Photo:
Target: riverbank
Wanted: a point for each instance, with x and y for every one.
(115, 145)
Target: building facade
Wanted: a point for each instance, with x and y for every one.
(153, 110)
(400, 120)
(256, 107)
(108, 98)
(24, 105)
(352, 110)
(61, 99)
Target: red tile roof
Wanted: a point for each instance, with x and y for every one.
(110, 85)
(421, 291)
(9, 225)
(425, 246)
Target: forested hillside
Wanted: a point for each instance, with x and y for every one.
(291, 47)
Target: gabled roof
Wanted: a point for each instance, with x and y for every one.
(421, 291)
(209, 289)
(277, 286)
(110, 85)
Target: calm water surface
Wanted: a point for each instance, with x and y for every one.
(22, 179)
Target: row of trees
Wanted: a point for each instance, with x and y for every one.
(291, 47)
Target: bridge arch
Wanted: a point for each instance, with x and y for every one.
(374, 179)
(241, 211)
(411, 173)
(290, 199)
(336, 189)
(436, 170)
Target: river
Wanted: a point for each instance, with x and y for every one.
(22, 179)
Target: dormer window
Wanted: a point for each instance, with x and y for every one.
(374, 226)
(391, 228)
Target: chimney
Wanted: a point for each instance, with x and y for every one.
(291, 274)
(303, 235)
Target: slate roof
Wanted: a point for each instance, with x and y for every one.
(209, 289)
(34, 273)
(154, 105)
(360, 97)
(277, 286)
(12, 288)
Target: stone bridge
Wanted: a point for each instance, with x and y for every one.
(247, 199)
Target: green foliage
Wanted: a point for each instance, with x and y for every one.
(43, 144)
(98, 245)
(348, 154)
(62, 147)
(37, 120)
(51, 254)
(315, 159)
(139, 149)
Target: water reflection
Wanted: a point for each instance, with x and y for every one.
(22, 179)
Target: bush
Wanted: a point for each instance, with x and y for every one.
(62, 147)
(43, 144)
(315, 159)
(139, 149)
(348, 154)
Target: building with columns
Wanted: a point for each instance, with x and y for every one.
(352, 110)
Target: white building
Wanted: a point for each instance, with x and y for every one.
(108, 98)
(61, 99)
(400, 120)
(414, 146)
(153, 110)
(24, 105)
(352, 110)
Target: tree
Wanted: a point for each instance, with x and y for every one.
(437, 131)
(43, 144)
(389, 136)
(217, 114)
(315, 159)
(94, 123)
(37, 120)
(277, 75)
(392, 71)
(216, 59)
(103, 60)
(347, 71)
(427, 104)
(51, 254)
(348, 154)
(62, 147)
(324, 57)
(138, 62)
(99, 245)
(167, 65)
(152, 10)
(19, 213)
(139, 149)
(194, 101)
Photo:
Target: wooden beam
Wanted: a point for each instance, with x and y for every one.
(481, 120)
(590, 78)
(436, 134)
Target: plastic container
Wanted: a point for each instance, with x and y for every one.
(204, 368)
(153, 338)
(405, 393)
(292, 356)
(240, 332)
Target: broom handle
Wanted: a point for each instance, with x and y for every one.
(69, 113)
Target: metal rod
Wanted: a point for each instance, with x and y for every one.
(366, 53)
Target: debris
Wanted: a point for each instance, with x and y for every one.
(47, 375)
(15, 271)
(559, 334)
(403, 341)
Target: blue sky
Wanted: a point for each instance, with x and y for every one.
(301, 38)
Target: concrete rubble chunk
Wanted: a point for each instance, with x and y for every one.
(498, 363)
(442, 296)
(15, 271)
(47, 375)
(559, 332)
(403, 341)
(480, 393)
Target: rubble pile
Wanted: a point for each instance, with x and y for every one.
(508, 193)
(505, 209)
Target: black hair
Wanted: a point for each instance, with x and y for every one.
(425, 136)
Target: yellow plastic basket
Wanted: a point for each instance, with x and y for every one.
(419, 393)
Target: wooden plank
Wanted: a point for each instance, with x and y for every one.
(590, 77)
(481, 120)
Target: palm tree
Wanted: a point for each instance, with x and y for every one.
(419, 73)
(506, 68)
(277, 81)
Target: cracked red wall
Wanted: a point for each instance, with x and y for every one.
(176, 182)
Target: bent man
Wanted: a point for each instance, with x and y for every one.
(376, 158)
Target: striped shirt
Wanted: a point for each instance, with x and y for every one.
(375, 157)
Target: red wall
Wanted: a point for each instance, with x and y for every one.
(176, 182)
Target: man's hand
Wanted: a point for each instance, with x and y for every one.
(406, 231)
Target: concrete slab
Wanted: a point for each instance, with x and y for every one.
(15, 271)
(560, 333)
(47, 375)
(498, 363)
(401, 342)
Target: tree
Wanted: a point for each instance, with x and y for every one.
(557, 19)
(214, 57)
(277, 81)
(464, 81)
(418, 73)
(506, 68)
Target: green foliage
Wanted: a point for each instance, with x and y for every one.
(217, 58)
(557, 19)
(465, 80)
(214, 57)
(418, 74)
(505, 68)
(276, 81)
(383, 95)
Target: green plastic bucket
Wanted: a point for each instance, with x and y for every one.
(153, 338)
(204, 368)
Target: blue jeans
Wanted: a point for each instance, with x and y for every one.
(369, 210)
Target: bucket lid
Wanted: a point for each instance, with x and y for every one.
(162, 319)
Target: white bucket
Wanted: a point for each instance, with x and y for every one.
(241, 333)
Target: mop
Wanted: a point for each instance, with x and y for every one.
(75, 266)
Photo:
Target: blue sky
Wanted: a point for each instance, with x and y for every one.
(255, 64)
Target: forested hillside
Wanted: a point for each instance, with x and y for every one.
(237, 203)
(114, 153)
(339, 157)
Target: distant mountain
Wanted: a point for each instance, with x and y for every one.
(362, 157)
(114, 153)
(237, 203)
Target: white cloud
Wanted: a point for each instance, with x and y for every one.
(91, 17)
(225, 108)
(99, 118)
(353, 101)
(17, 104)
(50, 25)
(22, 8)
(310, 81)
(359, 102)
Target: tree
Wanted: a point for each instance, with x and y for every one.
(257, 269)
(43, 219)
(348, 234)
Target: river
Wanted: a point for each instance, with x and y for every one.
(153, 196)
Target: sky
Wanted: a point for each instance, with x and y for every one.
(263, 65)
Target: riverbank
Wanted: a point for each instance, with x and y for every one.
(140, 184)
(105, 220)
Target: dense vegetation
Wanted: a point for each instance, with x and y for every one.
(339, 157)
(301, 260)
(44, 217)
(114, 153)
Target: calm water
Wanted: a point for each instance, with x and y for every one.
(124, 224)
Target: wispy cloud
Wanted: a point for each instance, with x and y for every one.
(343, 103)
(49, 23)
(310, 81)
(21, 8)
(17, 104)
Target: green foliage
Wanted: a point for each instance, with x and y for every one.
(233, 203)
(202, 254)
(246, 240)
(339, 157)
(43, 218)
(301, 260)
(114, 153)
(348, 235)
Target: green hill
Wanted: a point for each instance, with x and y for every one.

**What you have to do**:
Recast all of the material above as a numbered list, one entry per line, and leave out any blank lines.

**Worked solution**:
1. Photo:
2. Target: riverbank
3. Wanted: a point for each instance, with x and y for every one.
4. (115, 145)
5. Target: building facade
6. Wanted: a point for each instance, with x and y for every one.
7. (153, 110)
8. (400, 120)
9. (256, 107)
10. (108, 98)
11. (24, 105)
12. (352, 110)
13. (61, 99)
14. Target: red tile roof
15. Wanted: a point for each instance, with x and y for every one.
16. (110, 85)
17. (421, 291)
18. (9, 225)
19. (425, 246)
20. Target: forested hillside
21. Wanted: a point for each instance, with x and y for every one.
22. (291, 47)
23. Target: gabled roof
24. Wanted: a point for each instance, with x and y for every one.
25. (421, 291)
26. (209, 289)
27. (277, 286)
28. (110, 85)
29. Target: calm water surface
30. Wanted: a point for each instance, with x and y for every one.
31. (22, 179)
32. Target: row of trees
33. Wanted: a point for each instance, with x and y for every one.
34. (291, 47)
35. Target: bridge arch
36. Wanted: a point for each instance, with x and y for every one.
37. (374, 179)
38. (241, 211)
39. (411, 173)
40. (290, 199)
41. (336, 189)
42. (436, 170)
43. Target: river
44. Wanted: a point for each instance, with x and y for every one.
45. (22, 179)
46. Target: dormer window
47. Wanted: a point for each instance, with x and y for every one.
48. (374, 226)
49. (391, 228)
50. Target: chimney
51. Wanted: a point for each instance, with x and y for every one.
52. (291, 274)
53. (303, 235)
54. Target: slate roof
55. Wanted: a point for each instance, with x and y for every one.
56. (209, 289)
57. (34, 273)
58. (154, 105)
59. (360, 97)
60. (277, 286)
61. (12, 288)
62. Target: stone bridge
63. Wanted: a point for each instance, with x and y for every one.
64. (247, 199)
65. Target: green foliage
66. Wanted: a point for each instance, with x and y for every one.
67. (43, 144)
68. (98, 245)
69. (348, 154)
70. (62, 147)
71. (37, 120)
72. (51, 254)
73. (315, 159)
74. (139, 149)
75. Target: water reflection
76. Wanted: a point for each instance, with x and y for every one.
77. (22, 179)
78. Target: bush
79. Wanted: a point for each instance, with x and y for every one.
80. (62, 147)
81. (43, 144)
82. (315, 159)
83. (139, 149)
84. (348, 154)
85. Target: building with columns
86. Wanted: a point for each instance, with x and y for every one.
87. (352, 110)
88. Target: white building
89. Wanted: a point for each instance, with x and y for every one.
90. (108, 98)
91. (61, 99)
92. (400, 120)
93. (414, 146)
94. (153, 110)
95. (24, 105)
96. (352, 110)
97. Target: tree
98. Wanted: a point for each instance, with x and y for every one.
99. (437, 131)
100. (43, 144)
101. (389, 136)
102. (217, 114)
103. (315, 159)
104. (94, 123)
105. (37, 120)
106. (277, 75)
107. (392, 71)
108. (216, 59)
109. (103, 60)
110. (347, 71)
111. (427, 104)
112. (51, 254)
113. (348, 154)
114. (62, 147)
115. (324, 57)
116. (138, 62)
117. (99, 245)
118. (167, 65)
119. (152, 10)
120. (19, 213)
121. (139, 149)
122. (194, 101)
123. Photo:
124. Target: wooden beam
125. Wanted: a point for each instance, with x and y for every one.
126. (481, 120)
127. (590, 78)
128. (436, 134)
129. Target: plastic container
130. Wanted: a point for each instance, with x and y for every one.
131. (204, 368)
132. (153, 338)
133. (405, 393)
134. (292, 356)
135. (240, 332)
136. Target: broom handle
137. Wanted: a point for each instance, with x and y for every one.
138. (69, 113)
139. Target: metal rod
140. Wanted: a point for each instance, with x and y for every one.
141. (366, 53)
142. Target: debris
143. Wanted: a point for each instance, with x and y for every one.
144. (47, 375)
145. (15, 271)
146. (559, 334)
147. (403, 341)
148. Target: blue sky
149. Wanted: a point for each instance, with x and y for every one.
150. (301, 38)
151. Target: concrete rubble chunk
152. Wanted: a point for each instance, with x and y for every one.
153. (498, 363)
154. (442, 296)
155. (15, 271)
156. (47, 375)
157. (559, 332)
158. (403, 341)
159. (480, 393)
160. Target: rubble pile
161. Wanted: a point for each instance, with x and y for every one.
162. (508, 193)
163. (505, 209)
164. Target: black hair
165. Wanted: a point for each instance, with x and y for every one.
166. (425, 136)
167. Target: yellow plastic basket
168. Wanted: a point for each instance, with x and y for every one.
169. (419, 393)
170. Target: wooden plank
171. Wanted: a point for each instance, with x and y for every one.
172. (590, 77)
173. (481, 120)
174. Target: palm tree
175. Wanted: a point for each instance, with x and y for every one.
176. (419, 73)
177. (506, 68)
178. (277, 81)
179. Target: cracked red wall
180. Wanted: a point for each instance, with x and y for every one.
181. (176, 182)
182. Target: bent man
183. Wanted: a point for each instance, with x and y for every one.
184. (376, 158)
185. Target: striped shirt
186. Wanted: a point for each instance, with x and y for every one.
187. (375, 157)
188. Target: red wall
189. Wanted: a point for each instance, with x and y for every one.
190. (176, 182)
191. Target: man's hand
192. Wanted: a point for each instance, with x and y for every one.
193. (406, 231)
194. Target: concrete slab
195. Wanted: a point for each instance, with x and y for every one.
196. (15, 271)
197. (560, 333)
198. (47, 375)
199. (498, 363)
200. (401, 342)
201. Target: tree
202. Wanted: a point for each instance, with x and y for every one.
203. (557, 19)
204. (214, 57)
205. (277, 81)
206. (464, 81)
207. (418, 73)
208. (506, 68)
209. Target: green foliage
210. Wanted: a point for each instance, with x and y for every one.
211. (217, 58)
212. (557, 19)
213. (465, 80)
214. (214, 57)
215. (418, 74)
216. (505, 68)
217. (276, 81)
218. (383, 95)
219. Target: green plastic bucket
220. Wanted: a point for each instance, with x and y for every one.
221. (153, 338)
222. (204, 368)
223. Target: blue jeans
224. Wanted: a point for each instance, with x and y for every one.
225. (369, 210)
226. Target: bucket lid
227. Wanted: a point for each instance, with x and y for every one.
228. (162, 319)
229. Target: white bucket
230. Wanted: a point for each instance, with x and y for every one.
231. (241, 333)
232. Target: mop
233. Wanted: a point for each instance, with x and y for every one.
234. (75, 266)
235. Photo:
236. Target: blue sky
237. Wanted: a point for each instance, with x and y for every one.
238. (255, 64)
239. Target: forested hillside
240. Wanted: a point for each instance, with x and y for every one.
241. (237, 203)
242. (114, 153)
243. (339, 157)
244. Target: distant mountain
245. Wanted: a point for each instance, with x and y for every one.
246. (362, 157)
247. (114, 153)
248. (237, 203)
249. Target: white cloud
250. Wanted: a point for each instance, with x and y for every one.
251. (91, 17)
252. (225, 108)
253. (99, 118)
254. (353, 101)
255. (17, 104)
256. (50, 25)
257. (22, 8)
258. (310, 81)
259. (359, 102)
260. Target: tree
261. Wanted: a point for each instance, with x and y for every one.
262. (257, 269)
263. (43, 219)
264. (348, 234)
265. Target: river
266. Wanted: a point for each instance, with x and y for every one.
267. (153, 196)
268. Target: sky
269. Wanted: a point for each instance, with x and y for every one.
270. (263, 65)
271. Target: riverbank
272. Wanted: a point for each instance, with x and y for every one.
273. (140, 184)
274. (105, 220)
275. Target: dense vegetation
276. Wanted: a point for each instance, with x and y for every one.
277. (339, 157)
278. (301, 260)
279. (44, 217)
280. (114, 153)
281. Target: calm water
282. Wanted: a point for each instance, with x and y for every one.
283. (124, 224)
284. Target: wispy cloud
285. Wanted: a point for each instance, with x and y for every one.
286. (343, 103)
287. (49, 23)
288. (310, 81)
289. (21, 8)
290. (17, 104)
291. Target: green foliage
292. Wanted: a point for each instance, with x and y for every one.
293. (233, 203)
294. (202, 254)
295. (246, 240)
296. (339, 157)
297. (43, 218)
298. (301, 260)
299. (114, 153)
300. (348, 235)
301. Target: green hill
302. Wanted: a point for each instance, with x and y for every one.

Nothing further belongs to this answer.